====== Supplied entries ======
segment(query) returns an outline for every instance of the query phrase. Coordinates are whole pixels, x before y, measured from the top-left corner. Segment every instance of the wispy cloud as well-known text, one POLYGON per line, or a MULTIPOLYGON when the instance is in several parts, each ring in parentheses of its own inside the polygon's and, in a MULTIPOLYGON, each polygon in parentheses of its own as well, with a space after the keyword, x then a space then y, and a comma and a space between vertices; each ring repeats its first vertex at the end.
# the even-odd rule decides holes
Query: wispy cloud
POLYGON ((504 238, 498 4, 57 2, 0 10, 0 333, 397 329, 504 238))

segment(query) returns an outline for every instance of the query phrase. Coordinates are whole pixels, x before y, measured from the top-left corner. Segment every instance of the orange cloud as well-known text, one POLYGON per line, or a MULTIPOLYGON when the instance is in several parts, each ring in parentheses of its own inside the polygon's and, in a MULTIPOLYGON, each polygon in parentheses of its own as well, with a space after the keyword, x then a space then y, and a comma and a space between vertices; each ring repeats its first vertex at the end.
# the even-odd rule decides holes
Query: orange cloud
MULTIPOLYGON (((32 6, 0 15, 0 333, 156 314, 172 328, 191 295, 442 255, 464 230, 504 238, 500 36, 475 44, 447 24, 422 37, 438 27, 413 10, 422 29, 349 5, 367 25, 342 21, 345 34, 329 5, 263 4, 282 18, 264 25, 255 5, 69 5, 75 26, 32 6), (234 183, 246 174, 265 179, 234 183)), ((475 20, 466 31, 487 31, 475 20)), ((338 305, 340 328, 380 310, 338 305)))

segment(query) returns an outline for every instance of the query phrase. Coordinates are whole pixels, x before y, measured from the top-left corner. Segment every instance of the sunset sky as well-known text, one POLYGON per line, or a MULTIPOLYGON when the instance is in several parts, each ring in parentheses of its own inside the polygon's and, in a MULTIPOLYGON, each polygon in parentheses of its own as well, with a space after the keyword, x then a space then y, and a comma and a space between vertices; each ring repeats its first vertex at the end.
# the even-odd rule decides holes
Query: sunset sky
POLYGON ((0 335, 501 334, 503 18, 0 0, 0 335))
======
The request:
Please rewrite the part of the records that runs from the start through the line containing "POLYGON ((504 238, 498", replacing "wispy cloud" with "thin cloud" and leaving everything else unchanged.

Exercise output:
segment(query) returns an outline for every instance of the query phrase. Coordinates are whole pixels, x before y, measured from the top-left corner. Segment every instance of the thin cloud as well-known text, one POLYGON per line, or a MULTIPOLYGON when the instance is in several parts, each ring in parentheses of its own inside the polygon's and, in a MULTIPOLYGON, each polygon in parentheses of its own as well, with a space after the keyword, x then a space then y, and a comma and a space between vertices; each ring repeats its first vertex at the end.
# the even-odd rule decides holes
Query: thin cloud
POLYGON ((504 238, 498 4, 57 2, 0 10, 0 333, 397 329, 504 238))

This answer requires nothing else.